Consigna escrita 1 — Presenta como tabla Markdown las líneas de los registros que van desde la que contiene "task: segment each instance of the dark" hasta el final de los registros, ambos extremos incluidos. Usa las columnas "Núm" y "Contenido", pon una fila por línea y omite las líneas en blanco.
··· Fragmento mostrado
Daniel Pécaut habló con EL TIEMPO de lo que pasa con los procesos de paz.

¿A qué atribuye el evidente escepticismo de una parte muy importante de los colombianos con el proceso de paz que se ha venido adelantando con las Farc en los últimos años?
La primera razón es la rabia de la inmensa mayoría de la población colombiana con las Farc, porque esta no ha reconocido su responsabilidad en muchos de los hechos más atroces que han sucedido en este país. Esta actitud conlleva un mayor resentimiento hacia las Farc que hacia los paramilitares, no importa la cantidad de sus crímenes, porque al menos algunos de estos últimos confesaron.
En segundo lugar, el conflicto ya no afecta mucho a la población urbana; las grandes ciudades no perciben el conflicto armado, ya que este se desarrolla y tiene lugar en periferias y zonas lejanas.
En tercer lugar, la población urbana observa que la tasa de homicidios está bajando sin que haya necesidad de acuerdos definitivos con las Farc. Entonces es más barato seguir así sin procesos de paz, sin tener que pagar el costo de reformas, de transformaciones y de programas de desarrollo rural.
La cuarta razón, y la más importante, es que gracias al conflicto armado Colombia lleva años sin tener que enfrentar fuertes protestas ni reivindicaciones sociales. En la década de los 80 y 90 hubo marchas campesinas y protestas en contra de las fumigaciones, pero no tuvieron un impacto económico significativo. El conflicto armado ha contribuido más bien a que se mantengan las estructuras sociales y políticas del país. Incluso, ha contribuido a aumentar la concentración de la propiedad agraria y ha agudizado la desigualdad de la distribución de los ingresos.
······
··· Datos proporcionados
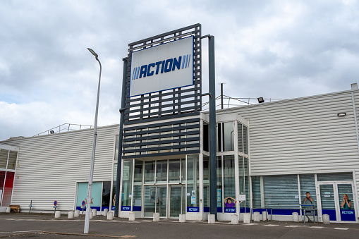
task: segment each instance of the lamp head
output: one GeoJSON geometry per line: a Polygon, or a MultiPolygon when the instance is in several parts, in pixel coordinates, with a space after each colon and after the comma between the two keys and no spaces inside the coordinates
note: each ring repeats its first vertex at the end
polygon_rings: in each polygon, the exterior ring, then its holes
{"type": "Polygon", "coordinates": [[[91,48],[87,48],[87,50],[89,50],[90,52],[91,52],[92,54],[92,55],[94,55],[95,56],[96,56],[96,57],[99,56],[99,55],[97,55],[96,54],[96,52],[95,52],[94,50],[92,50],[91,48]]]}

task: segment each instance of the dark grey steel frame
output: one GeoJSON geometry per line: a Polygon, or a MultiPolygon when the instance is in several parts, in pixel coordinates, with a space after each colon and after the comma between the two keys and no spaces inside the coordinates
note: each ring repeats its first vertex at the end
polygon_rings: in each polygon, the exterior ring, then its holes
······
Consigna escrita 2 — Según el fragmento sobre el proceso de paz con las Farc, ¿cuál es la cuarta razón del escepticismo, señalada como la más importante?

Respuesta correcta 1 —
| Núm | Contenido |
|---|---|
| 1 | task: segment each instance of the dark grey steel frame |
| 2 | output: one GeoJSON geometry per line: a Polygon, or a MultiPolygon when the instance is in several parts, in pixel coordinates, with a space after each colon and after the comma between the two keys and no spaces inside the coordinates |
| 3 | note: each ring repeats its first vertex at the end |
| 4 | polygon_rings: in each polygon, the exterior ring, then its holes |

Respuesta correcta 2 — Que, gracias al conflicto armado, Colombia lleva años sin tener que enfrentar fuertes protestas ni reivindicaciones sociales.